Trecho fornecido
○ ○ ○ ○
Desse modo, deve se entender que o direito autoral implica em duas situações díspares, mas que se convergem: não é desempenhado por empresário, salvo se o fizer por meio dos elementos que constituem uma empresa (1) e deve ser uma manifestação espontânea do criador, caracterizado pelo ineditismo (2).

A Lei 9.610/98 veio a estabelecer, ainda, o que se deve entender obras intelectuais, que são protegidas pelo art. 7º, ou seja, “as criações do espírito, expressas por qualquer meio ou fixadas em qualquer suporte, tangível ou intangível, conhecido ou que se invente no futuro”.

Logo em seguida passa a descrever a enorme quantidade de situações que permite a proteção especial do inventor, devendo ser interpretada a legislação especial – e, por conseguinte, a repressiva – a favor do inventor (ou autor intelectual), lembrando, de outro lado, que se trata de norma generalista, não caracterizando numerus clausus, mesmo porque se utiliza da expressão vaga “tais como” e em várias passagens usa norma genérica para demonstrar a proteção legal, o que reforça a tese da generalização.  

A proteção abrange, pois:

“I – os textos de obras literárias, artísticas ou científicas;
II – as conferências, alocuções, sermões e outras obras da mesma natureza;
III – as obras dramáticas e dramático-musicais;
IV – as obras coreográficas e pantomímicas, cuja execução cênica se fixe por escrito ou por qualquer outra forma;
V – as composições musicais, tenham ou não letra;
VI – as obras audiovisuais, sonorizadas ou não, inclusive as cinematográficas;
VII – as obras fotográficas e as produzidas por qualquer processo análogo ao da fotografia;
VIII – as obras de desenho, pintura, gravura, escultura, litografia e arte cênica;
IX – as ilustrações, cartas geográficas e outras obras da mesma natureza;
X – os projetos, esboços e obras plásticas concernentes à geografia, engenharia, topografia, arquitetura, paisagismo, cenografia e cênica;
XI – as adaptações, traduções e outras transformações de obras originais, apresentadas como criação intelectual nova;
XII – os programas de computador;
XIII – as coletâneas ou compilações, antologias, enciclopédias, dicionários, bases de dados e outras obras, que, por sua seleção, organização ou disposição de seu conteúdo, constituam uma criação uma criação intelectual.”
○ ○ ○ ○
Comando A
Segundo o trecho sobre direito autoral, qual artigo da Lei 9.610/98 protege as obras intelectuais?
Comando B
Dê sequência ao trecho sobre direito autoral, começando logo após a última frase apresentada.

Material fornecido
○ ○ ○ ○
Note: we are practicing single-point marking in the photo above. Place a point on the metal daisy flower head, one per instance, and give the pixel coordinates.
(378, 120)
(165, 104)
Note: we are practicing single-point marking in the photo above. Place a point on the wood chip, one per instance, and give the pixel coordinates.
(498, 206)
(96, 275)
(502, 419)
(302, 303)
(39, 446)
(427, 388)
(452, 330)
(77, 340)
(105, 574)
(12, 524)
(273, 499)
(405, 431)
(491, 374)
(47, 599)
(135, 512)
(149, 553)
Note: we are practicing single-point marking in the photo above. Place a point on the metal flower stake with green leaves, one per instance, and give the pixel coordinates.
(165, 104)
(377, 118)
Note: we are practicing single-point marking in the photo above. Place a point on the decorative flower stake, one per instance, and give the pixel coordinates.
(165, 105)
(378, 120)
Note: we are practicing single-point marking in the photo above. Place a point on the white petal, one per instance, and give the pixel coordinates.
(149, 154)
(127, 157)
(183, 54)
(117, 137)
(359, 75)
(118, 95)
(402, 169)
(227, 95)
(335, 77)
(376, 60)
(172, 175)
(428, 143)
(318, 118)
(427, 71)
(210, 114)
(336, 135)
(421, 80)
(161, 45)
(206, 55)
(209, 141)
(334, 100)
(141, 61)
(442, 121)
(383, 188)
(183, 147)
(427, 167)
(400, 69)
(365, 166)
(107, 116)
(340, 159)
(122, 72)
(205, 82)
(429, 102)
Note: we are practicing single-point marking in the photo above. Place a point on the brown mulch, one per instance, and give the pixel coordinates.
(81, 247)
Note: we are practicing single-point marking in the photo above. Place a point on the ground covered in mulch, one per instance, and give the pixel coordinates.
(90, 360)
○ ○ ○ ○
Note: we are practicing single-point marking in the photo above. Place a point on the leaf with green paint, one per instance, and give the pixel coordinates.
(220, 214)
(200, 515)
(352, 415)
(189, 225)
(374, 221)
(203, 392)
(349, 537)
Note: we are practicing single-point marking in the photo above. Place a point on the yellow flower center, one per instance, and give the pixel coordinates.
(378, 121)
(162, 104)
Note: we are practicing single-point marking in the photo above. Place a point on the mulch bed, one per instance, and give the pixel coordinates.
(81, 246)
○ ○ ○ ○
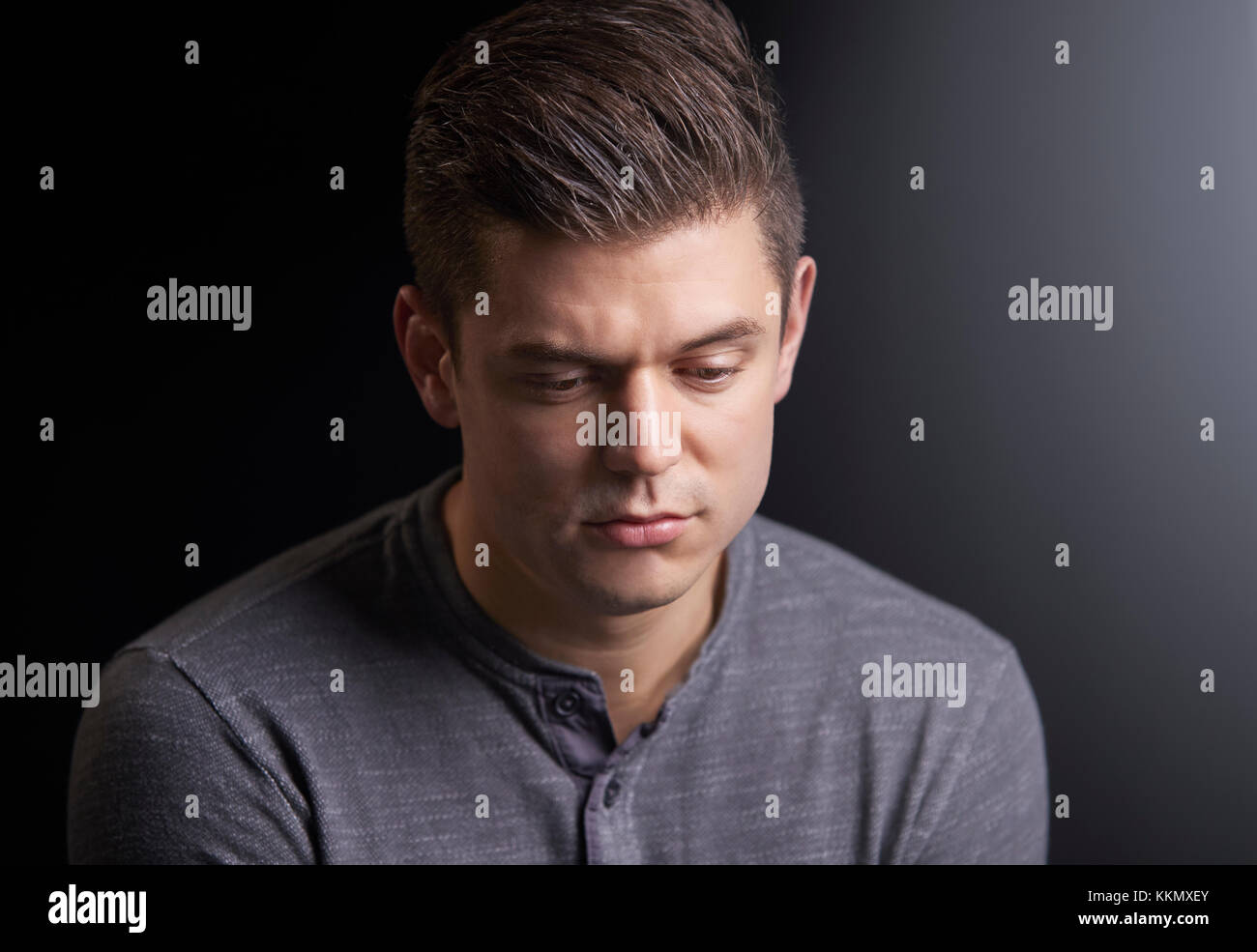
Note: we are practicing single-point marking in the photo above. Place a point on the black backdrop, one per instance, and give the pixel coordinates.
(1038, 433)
○ ○ ○ ○
Resposta esperada A
O art. 7º.

Resposta esperada B
Importante asseverar que a referência aos programas de computador foi acrescentada como um plus, pois o § 1º do art. 7º faz referência à legislação especial sobre o assunto, que no caso brasileiro é a Lei 9.609/98.

De outro lado, na própria legislação especial houve a classificação das exceções da proteção legal, no art. 8º, devendo ser bem esclarecida a grande quantidade de situações que não são protegida, ou seja:

“I – as ideias, procedimentos normativos, sistemas, métodos, projetos ou conceitos matemáticos como tais;
II – os esquemas, planos ou regras para realizar atos mentais, jogos ou negócios;
III – os formulários em branco para serem preenchidos por qualquer tipo de informação, científica ou não, e suas instruções;
IV – os textos de tratados ou convenções, leis, decretos, regulamentos, decisões judiciais e demais atos oficiais;
V – as informações de uso comum tais como calendários, agendas, cadastros ou legendas;
VI – o aproveitamento industrial ou comercial das ideias contidas nas obras”.

A Lei 9.610/98, ainda, estabeleceu pormenorizadamente quem seja o protegido dos direitos intelectuais, dizendo quem é o autor, seu direito de uso e gozo sobre a coisa criada, além da necessidade de registro e proteção das obras intelectuais (arts. 11 a 21), os direitos patrimoniais do autor (arts. 29 a 45) e suas exceções (arts. 46 a 48), fixando, ainda, o prazo de duração do privilégio da obra intelectual, que no Brasil é de setenta (70) anos, a partir de 1º de janeiro do ano subsequente ao da divulgação, ou falecimento do autor (arts. 41 a 45).

Além disso, a Lei 9.610/98 veio permitir a criação da Associação de Titulares de Direitos de Autor (arts. 97 a 100), como forma de melhor proteger os interesses dos seus associados, sendo que, posteriormente, houve alteração do Código de Processo Penal para que fosse permitida que tais associações tivessem legitimidade para funcionar como assistentes de acusação em processos contra os autores dos crimes do artigo 184 do Código Penal, conforme Lei 10.695, de 1º de julho de 2003, que acrescentou o artigo 530-H ao código subjetivo.

Dito isso, precisamos nos fixar que a simples violação prevista no caput do art. 184 prevê a pena de detenção, 3 meses a 1 ano ou multa, ao passo que o tipo penal prevê as formas de violação qualificada nos §§ 1º, 2º e 3º, cuja pena é de reclusão, de 2 a 4 anos, e multa. Ponto fundamental em todos os parágrafos é que deve existir o intuito de lucro. Não é mister receber ou ter recebido. Basta o fim.

Nos parágrafos do art. 184 do Código Penal há reprodução (§ 1º), comercialização (§ 2º) e distribuição (§ 3º), etc. não autorizadas, sendo que tudo isso deve ser feito com o intuito de lucro. Vale lembrar que a intenção é o lucro, pouco importando se foi recebido, ou não, mesmo porque, se o foi, será mero exaurimento do crime. A forma ou a maneira como o lucro é obtido também é dispensável.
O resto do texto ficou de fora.